> _Written task_:
Reproduce verbatim the records from the line containing "Annotate the forested" to the line containing "column 539, row 535", both included.

--- start ---

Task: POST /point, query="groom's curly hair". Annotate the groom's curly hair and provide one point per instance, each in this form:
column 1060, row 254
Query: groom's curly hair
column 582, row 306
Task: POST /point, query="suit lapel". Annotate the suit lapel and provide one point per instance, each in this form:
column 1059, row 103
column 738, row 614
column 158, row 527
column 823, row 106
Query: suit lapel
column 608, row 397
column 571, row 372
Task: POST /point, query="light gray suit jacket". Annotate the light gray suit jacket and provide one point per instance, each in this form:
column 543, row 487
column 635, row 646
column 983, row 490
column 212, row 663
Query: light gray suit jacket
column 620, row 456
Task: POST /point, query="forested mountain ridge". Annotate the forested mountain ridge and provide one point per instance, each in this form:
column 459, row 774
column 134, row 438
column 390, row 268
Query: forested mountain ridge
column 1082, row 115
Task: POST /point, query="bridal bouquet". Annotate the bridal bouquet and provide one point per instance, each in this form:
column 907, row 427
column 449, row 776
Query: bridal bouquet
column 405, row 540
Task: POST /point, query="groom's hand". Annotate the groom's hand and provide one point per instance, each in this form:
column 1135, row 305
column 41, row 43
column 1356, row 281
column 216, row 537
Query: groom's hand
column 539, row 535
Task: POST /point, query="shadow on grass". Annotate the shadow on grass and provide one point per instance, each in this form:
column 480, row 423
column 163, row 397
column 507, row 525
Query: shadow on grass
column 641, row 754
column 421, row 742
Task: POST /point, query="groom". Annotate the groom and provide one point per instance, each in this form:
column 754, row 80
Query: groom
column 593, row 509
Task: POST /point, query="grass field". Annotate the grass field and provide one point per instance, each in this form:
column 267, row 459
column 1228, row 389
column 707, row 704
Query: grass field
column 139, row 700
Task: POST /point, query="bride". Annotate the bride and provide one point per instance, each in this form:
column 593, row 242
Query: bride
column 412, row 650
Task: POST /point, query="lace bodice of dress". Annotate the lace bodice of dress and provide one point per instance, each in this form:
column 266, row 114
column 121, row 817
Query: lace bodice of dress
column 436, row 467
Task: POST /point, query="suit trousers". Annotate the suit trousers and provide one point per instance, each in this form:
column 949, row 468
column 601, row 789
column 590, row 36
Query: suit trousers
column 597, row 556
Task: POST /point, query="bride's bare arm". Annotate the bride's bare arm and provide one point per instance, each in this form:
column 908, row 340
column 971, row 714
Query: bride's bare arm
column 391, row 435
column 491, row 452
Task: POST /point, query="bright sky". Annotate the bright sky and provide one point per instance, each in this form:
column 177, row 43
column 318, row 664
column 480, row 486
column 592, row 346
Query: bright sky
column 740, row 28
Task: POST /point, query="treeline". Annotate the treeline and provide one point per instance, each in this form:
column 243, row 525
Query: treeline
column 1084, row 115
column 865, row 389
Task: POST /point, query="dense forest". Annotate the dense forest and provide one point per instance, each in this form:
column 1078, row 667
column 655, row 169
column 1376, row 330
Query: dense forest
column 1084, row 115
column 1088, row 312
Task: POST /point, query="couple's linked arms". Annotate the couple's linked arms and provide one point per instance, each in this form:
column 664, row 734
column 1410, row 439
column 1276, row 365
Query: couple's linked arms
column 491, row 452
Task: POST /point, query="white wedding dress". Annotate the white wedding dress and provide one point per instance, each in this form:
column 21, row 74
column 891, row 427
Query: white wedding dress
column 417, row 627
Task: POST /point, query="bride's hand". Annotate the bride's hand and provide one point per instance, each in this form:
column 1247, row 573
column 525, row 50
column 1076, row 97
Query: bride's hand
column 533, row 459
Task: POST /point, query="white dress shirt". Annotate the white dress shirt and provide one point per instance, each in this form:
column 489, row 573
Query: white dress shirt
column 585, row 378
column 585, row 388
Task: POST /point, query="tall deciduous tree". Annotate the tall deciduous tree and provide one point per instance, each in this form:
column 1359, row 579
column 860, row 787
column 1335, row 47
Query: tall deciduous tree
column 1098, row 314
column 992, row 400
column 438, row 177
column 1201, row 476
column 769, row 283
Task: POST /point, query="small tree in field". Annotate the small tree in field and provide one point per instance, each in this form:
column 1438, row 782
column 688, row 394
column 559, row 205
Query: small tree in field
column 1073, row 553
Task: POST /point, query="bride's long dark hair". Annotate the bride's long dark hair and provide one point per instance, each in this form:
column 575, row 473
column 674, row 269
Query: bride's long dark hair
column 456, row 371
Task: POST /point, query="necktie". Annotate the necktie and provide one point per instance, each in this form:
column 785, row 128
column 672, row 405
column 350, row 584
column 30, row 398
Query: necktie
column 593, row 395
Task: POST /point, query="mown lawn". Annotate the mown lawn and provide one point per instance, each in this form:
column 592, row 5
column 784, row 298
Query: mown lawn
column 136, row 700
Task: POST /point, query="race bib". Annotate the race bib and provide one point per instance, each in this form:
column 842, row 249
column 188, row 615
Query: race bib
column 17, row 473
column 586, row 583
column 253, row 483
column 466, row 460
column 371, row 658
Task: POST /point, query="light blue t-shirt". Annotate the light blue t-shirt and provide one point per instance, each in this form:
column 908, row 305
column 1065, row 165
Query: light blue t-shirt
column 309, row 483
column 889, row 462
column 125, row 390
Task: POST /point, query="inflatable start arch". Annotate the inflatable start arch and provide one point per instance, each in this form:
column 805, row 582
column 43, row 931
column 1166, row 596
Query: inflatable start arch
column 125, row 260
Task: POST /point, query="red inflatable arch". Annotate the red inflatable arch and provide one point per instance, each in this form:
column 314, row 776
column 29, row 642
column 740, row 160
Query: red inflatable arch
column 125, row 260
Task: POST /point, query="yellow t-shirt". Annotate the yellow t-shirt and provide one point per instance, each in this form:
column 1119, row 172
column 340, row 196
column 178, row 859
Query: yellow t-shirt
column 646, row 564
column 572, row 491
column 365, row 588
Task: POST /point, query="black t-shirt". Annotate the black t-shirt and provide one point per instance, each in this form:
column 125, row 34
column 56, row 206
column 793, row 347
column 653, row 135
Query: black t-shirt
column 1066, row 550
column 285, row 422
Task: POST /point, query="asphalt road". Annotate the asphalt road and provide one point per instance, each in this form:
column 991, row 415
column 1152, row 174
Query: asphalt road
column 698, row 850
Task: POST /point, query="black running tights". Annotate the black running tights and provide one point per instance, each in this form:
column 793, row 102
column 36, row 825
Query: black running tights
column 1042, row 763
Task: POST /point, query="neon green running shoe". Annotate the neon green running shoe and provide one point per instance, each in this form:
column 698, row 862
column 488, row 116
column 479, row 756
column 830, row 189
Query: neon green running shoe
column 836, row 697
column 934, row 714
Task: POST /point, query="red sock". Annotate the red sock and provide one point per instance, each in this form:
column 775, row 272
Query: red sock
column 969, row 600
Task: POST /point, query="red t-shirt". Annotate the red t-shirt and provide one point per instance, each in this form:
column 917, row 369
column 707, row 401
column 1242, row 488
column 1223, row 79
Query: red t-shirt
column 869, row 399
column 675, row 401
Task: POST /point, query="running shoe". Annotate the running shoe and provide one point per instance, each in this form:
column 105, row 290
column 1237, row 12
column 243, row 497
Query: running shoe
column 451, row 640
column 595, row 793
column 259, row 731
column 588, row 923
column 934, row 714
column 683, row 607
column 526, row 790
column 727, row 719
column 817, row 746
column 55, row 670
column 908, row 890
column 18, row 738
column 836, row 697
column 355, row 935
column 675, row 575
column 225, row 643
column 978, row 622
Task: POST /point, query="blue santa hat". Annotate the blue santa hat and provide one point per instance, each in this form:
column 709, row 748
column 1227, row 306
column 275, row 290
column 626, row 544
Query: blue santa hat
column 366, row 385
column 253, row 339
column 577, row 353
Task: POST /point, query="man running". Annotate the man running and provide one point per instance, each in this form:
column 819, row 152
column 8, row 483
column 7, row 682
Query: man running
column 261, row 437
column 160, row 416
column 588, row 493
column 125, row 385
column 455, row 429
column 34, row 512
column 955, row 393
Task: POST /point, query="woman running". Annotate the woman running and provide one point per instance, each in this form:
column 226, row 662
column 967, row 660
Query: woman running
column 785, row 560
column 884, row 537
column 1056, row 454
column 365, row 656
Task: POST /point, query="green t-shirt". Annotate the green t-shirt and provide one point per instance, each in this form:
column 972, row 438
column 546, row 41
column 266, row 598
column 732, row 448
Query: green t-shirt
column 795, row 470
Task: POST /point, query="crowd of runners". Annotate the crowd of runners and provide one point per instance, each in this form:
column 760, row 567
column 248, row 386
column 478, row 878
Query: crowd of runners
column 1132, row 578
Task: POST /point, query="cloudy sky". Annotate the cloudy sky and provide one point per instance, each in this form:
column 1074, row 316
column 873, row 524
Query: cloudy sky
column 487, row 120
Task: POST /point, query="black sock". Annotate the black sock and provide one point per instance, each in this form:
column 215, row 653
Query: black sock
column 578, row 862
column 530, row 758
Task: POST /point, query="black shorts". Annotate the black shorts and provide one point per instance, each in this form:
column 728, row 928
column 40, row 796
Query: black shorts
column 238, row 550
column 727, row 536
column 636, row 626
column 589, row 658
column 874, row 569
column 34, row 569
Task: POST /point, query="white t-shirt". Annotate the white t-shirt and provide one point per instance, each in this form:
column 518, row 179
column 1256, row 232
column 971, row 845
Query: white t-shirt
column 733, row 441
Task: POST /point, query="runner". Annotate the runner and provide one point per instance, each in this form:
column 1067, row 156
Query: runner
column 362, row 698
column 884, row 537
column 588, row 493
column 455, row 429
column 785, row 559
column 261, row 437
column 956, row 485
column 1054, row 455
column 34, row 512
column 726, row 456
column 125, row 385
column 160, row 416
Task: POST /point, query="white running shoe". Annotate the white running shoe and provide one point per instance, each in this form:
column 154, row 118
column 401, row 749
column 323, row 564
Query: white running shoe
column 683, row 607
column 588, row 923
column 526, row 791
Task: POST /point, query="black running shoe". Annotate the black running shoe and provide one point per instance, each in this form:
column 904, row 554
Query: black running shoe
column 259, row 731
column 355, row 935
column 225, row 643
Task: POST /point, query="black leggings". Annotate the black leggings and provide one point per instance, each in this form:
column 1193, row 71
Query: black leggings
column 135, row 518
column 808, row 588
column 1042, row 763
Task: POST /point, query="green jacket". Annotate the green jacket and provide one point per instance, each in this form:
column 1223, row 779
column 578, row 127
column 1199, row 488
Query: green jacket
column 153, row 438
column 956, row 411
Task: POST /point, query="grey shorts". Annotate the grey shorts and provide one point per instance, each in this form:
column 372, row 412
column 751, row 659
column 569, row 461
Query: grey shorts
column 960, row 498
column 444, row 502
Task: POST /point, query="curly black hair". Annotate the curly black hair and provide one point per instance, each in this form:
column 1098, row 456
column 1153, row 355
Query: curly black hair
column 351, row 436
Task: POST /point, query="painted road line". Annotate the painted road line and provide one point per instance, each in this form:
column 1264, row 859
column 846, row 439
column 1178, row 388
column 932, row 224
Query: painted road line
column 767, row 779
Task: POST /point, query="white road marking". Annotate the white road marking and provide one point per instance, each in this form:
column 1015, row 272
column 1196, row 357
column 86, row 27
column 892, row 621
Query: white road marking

--- end ---

> _The completed task_:
Task: POST /point, query="forested mountain ridge". Annotate the forested mountain ridge and provide one point per instance, each in this form:
column 459, row 774
column 134, row 438
column 390, row 268
Query: forested mountain ridge
column 1082, row 115
Task: POST /point, query="bridal bouquet". Annotate the bridal bouquet and provide one point per instance, each in this form:
column 907, row 427
column 449, row 776
Query: bridal bouquet
column 405, row 540
Task: POST /point, query="groom's hand". Annotate the groom's hand and provide one point per instance, each in this form:
column 1135, row 305
column 41, row 43
column 1356, row 281
column 216, row 537
Query: groom's hand
column 539, row 535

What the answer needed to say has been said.